• _SELECTED EXCERPT_:
I was part of a movement of "dinosaur moms" when I lived in Maryland (Astrodon Johnstoni is the Maryland state dinosaur.) Which is nothing more than this -- dinosaur moms delight in the half-feral nature of the beasties they parent, even as they whisper Shakespeare and Kierkegaard in their ears at night.

Monday, December 27, 2004

Hatin' on Kwanzaa


Having genuinely celebrated Kwanzaa this year, I have come to this conclusion: Boondocks is right, it IS the B.E.T. of holidays. Inauthentic bombastic tripe.
I will not be doing it again, unless tongue planted firmly in cheek with a bunch of post-modern ironists. Essentially the same people who came to our "Planet of the Apes" marathon a few years back.
And it’s worth noting that I am the target audience for this thing -- over-compensating high-yella thirty-something who actually grew up celebrating Kwanzaa, once had a cat named Kujichagulia, read Angela Davis in college, and not generally the type to announce in a roomful of earnest seekers that the emperor has no clothes.

• _PROVIDED DATA_:
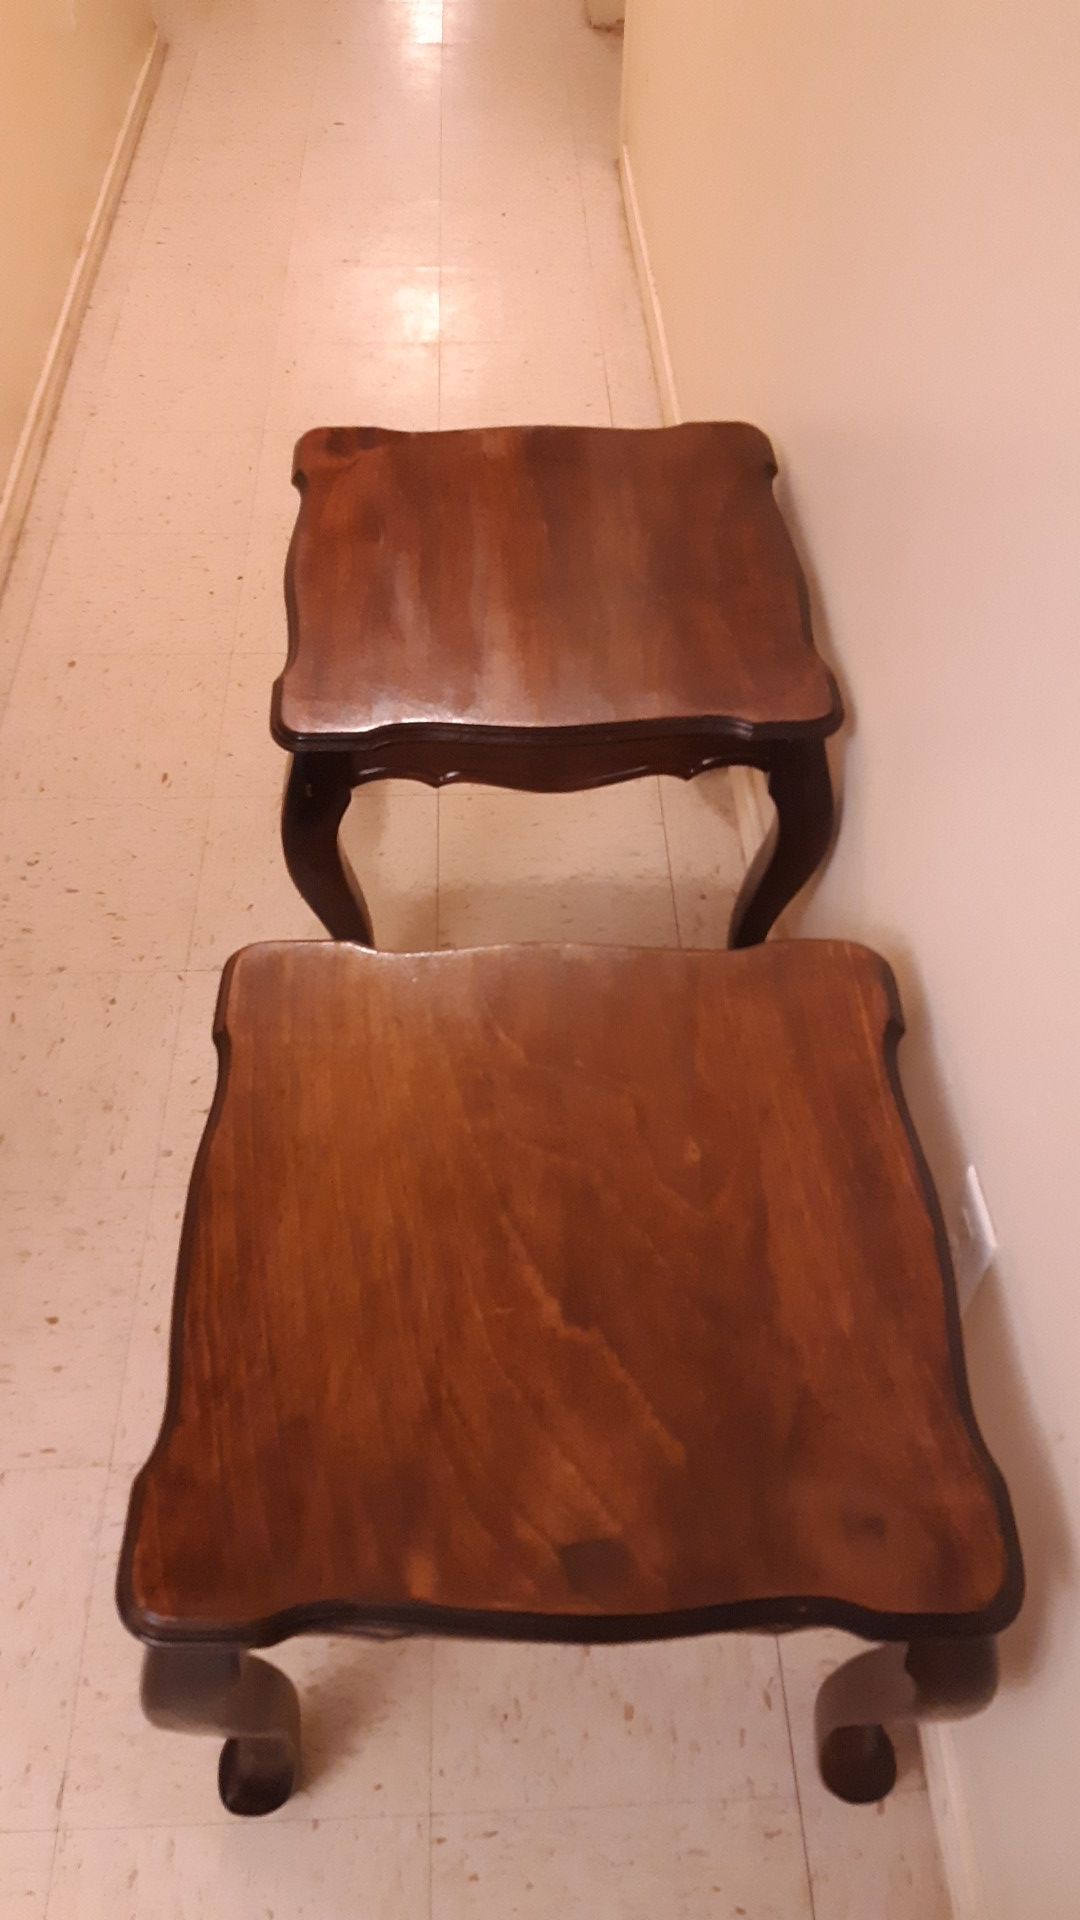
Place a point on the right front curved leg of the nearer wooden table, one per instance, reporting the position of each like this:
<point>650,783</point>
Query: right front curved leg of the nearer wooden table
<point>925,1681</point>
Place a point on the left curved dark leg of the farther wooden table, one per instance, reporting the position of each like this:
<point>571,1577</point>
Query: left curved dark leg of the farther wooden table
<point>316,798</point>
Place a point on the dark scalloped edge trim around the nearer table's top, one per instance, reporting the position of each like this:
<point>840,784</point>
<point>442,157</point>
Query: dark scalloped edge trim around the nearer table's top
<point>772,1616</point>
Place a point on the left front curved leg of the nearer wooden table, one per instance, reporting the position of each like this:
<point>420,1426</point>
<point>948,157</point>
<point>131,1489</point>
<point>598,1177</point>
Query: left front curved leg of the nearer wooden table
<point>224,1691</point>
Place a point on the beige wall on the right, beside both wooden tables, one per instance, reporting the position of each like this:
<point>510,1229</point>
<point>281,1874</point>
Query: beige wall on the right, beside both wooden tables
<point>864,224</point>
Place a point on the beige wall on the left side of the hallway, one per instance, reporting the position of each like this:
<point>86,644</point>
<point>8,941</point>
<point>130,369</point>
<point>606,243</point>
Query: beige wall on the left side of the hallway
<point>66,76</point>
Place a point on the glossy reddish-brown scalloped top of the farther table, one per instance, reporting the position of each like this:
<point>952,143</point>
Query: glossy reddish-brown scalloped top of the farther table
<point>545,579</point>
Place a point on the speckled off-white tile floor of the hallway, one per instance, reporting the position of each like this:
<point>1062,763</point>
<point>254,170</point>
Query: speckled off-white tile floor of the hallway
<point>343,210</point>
==
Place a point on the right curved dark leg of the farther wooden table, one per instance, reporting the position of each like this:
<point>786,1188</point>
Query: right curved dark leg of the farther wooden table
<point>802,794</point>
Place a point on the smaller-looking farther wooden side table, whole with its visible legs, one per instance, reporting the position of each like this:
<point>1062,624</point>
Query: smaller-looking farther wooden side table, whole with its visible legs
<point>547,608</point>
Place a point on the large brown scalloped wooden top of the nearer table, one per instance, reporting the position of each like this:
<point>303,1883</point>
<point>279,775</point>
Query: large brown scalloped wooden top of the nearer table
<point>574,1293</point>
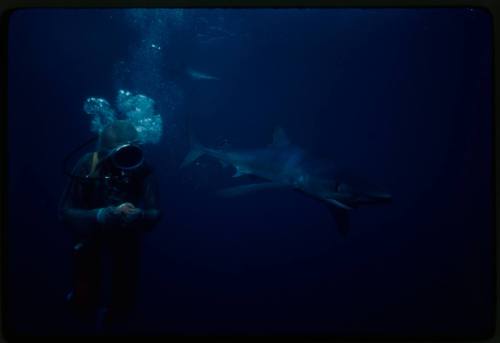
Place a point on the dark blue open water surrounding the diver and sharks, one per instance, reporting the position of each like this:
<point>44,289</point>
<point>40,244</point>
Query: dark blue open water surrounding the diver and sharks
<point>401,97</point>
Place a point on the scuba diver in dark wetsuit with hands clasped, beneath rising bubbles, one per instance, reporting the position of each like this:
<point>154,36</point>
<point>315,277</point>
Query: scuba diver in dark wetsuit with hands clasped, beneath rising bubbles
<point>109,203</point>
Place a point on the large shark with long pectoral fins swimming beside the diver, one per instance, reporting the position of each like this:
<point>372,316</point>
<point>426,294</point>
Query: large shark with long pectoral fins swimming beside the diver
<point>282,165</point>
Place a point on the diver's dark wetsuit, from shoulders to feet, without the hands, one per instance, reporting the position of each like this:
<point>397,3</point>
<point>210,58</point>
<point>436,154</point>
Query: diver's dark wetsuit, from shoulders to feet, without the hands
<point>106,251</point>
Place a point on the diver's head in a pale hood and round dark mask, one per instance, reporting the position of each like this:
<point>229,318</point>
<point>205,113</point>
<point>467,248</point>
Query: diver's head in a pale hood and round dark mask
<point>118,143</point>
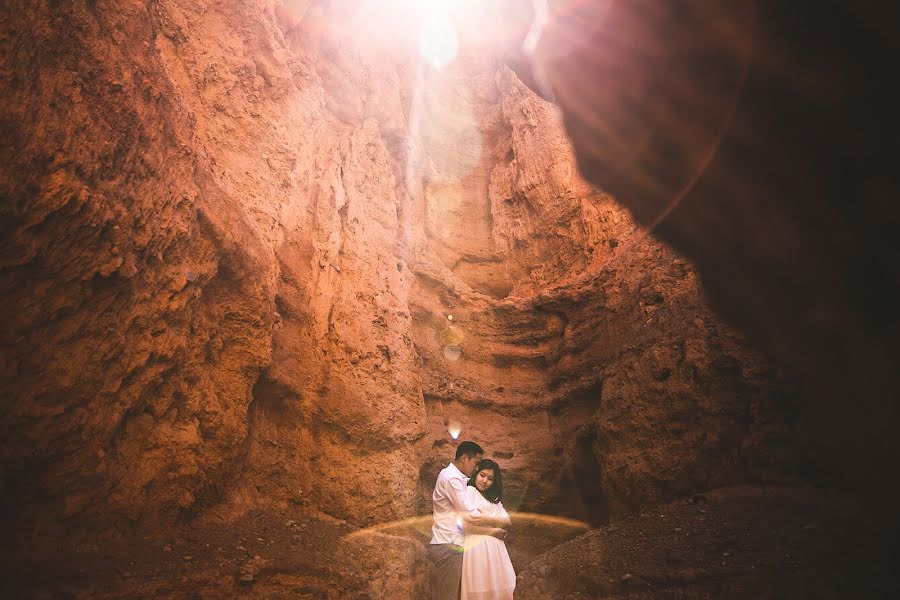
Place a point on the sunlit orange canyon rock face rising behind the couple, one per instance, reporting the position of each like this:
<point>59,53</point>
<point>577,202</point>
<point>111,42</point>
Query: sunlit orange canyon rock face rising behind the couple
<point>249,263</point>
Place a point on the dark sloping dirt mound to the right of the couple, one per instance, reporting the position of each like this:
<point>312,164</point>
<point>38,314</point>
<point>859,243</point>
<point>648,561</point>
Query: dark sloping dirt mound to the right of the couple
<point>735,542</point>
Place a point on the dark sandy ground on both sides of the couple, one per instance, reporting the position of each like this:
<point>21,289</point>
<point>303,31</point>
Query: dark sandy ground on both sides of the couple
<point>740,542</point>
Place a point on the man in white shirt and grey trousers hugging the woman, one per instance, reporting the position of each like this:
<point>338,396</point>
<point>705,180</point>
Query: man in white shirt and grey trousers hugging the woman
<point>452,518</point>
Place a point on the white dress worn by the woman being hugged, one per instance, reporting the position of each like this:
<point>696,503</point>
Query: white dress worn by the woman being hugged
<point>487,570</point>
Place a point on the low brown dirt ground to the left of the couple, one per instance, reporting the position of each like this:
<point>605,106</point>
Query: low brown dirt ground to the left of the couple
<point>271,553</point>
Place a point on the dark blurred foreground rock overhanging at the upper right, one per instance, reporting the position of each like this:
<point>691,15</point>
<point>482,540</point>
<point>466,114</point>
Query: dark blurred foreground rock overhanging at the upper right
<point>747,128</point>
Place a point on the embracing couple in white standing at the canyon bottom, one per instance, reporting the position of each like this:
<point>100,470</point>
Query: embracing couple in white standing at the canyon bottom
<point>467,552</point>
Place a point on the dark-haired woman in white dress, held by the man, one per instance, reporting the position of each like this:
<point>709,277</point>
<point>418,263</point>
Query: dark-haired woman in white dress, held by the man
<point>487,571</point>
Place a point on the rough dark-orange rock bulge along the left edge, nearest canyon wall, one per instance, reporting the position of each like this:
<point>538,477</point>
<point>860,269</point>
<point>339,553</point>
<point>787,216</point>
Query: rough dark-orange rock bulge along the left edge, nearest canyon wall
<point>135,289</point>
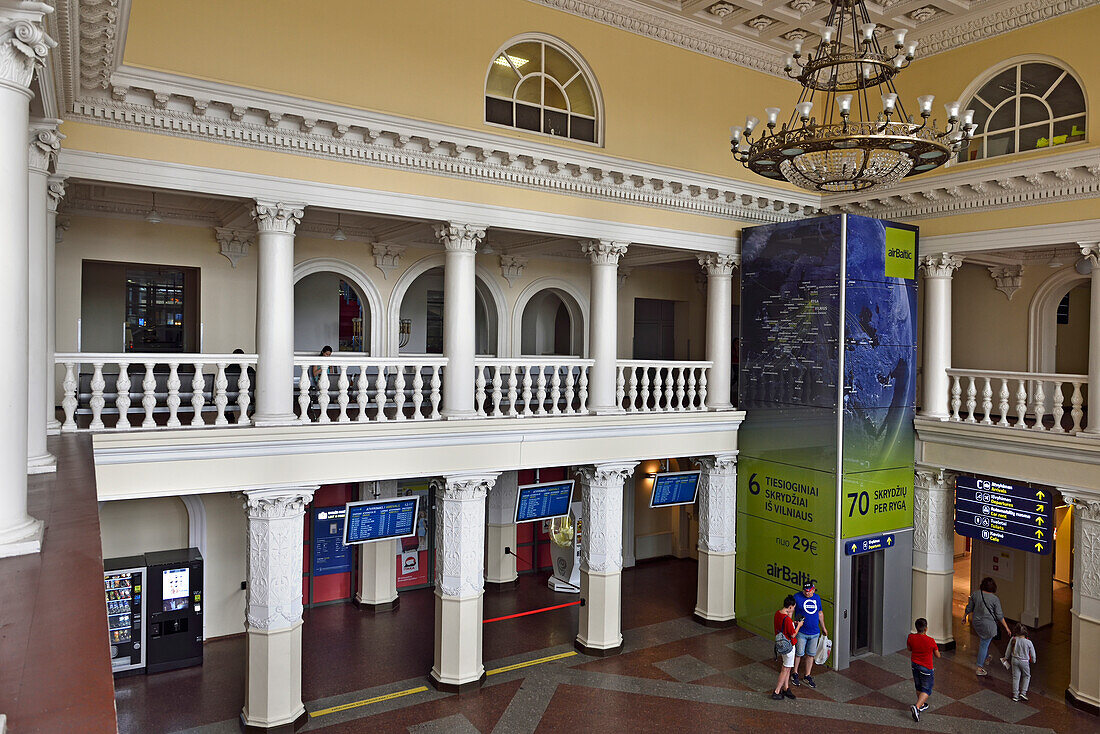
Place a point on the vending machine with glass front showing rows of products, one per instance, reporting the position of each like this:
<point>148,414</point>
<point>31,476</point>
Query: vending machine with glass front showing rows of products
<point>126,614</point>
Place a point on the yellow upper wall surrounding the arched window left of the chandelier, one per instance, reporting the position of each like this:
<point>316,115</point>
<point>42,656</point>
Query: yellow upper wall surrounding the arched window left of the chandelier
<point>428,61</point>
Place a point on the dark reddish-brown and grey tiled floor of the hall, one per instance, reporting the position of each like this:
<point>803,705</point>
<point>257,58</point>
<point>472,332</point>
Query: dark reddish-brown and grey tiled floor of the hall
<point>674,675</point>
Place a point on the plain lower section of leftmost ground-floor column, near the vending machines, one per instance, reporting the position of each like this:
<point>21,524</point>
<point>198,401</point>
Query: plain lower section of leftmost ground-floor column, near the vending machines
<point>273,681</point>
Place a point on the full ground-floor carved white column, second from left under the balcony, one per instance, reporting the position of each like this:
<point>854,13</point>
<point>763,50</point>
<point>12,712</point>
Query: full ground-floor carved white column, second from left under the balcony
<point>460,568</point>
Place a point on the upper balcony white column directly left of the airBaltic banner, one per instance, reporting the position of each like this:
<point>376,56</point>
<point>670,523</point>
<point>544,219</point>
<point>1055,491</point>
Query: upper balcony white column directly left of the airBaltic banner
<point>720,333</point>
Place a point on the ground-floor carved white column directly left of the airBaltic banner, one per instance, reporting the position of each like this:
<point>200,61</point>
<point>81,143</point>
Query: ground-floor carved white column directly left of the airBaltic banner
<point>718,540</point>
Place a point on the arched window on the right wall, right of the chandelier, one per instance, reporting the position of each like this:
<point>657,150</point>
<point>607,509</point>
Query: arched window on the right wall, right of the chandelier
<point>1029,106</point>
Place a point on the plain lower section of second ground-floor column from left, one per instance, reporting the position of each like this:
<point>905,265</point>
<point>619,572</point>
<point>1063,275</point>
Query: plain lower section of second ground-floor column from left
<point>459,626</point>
==
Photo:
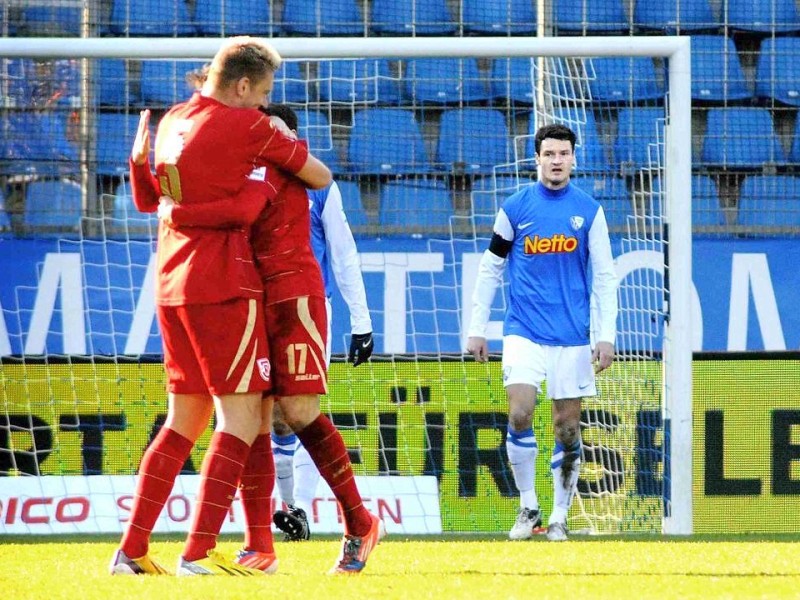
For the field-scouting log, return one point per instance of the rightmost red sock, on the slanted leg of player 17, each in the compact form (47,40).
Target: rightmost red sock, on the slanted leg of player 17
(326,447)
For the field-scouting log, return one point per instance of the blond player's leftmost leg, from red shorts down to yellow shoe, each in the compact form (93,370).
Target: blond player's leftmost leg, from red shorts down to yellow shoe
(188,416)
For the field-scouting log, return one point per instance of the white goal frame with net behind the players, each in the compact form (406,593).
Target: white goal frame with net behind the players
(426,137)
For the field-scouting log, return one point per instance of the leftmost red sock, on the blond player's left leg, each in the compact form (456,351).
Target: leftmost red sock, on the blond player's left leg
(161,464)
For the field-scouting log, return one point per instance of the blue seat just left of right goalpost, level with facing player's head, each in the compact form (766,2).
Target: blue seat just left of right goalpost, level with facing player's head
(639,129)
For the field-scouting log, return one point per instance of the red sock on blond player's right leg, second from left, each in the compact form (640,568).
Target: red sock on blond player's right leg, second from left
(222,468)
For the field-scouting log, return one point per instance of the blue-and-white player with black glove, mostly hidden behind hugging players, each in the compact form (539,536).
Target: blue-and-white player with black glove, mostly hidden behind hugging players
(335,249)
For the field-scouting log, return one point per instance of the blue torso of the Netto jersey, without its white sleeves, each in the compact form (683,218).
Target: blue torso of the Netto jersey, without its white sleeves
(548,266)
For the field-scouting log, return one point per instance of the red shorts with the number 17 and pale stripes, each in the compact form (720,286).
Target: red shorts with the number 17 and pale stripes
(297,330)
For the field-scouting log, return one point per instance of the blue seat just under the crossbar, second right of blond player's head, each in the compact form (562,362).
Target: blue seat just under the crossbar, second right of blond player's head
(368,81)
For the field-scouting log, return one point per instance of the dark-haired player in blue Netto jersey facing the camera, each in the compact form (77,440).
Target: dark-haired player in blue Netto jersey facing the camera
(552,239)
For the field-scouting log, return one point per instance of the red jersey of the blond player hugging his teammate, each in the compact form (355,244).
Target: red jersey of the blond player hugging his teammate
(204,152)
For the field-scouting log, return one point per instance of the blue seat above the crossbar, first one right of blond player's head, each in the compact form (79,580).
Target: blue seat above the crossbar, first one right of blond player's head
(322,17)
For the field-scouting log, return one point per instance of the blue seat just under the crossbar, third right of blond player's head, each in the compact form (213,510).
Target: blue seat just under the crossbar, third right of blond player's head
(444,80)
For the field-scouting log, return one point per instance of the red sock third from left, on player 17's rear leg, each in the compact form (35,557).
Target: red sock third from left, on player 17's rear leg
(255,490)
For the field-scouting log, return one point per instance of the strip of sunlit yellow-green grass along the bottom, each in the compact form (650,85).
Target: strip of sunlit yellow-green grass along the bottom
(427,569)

• _TASKS TO COMPLETE_:
[a] Answer these about the Kwanzaa blog post:
(i) What is the Maryland state dinosaur?
(ii) On what date was the entry posted?
(iii) What was the name of the writer's cat?
[b] Please quote the Kwanzaa blog post word for word, between "Hatin' on Kwanzaa" and "has no clothes.", inclusive.

• _COMPLETED EXERCISE_:
[a]
(i) Astrodon Johnstoni
(ii) Monday, December 27, 2004
(iii) Kujichagulia

[b]
Hatin' on Kwanzaa


Having genuinely celebrated Kwanzaa this year, I have come to this conclusion: Boondocks is right, it IS the B.E.T. of holidays. Inauthentic bombastic tripe.
I will not be doing it again, unless tongue planted firmly in cheek with a bunch of post-modern ironists. Essentially the same people who came to our "Planet of the Apes" marathon a few years back.
And it’s worth noting that I am the target audience for this thing -- over-compensating high-yella thirty-something who actually grew up celebrating Kwanzaa, once had a cat named Kujichagulia, read Angela Davis in college, and not generally the type to announce in a roomful of earnest seekers that the emperor has no clothes.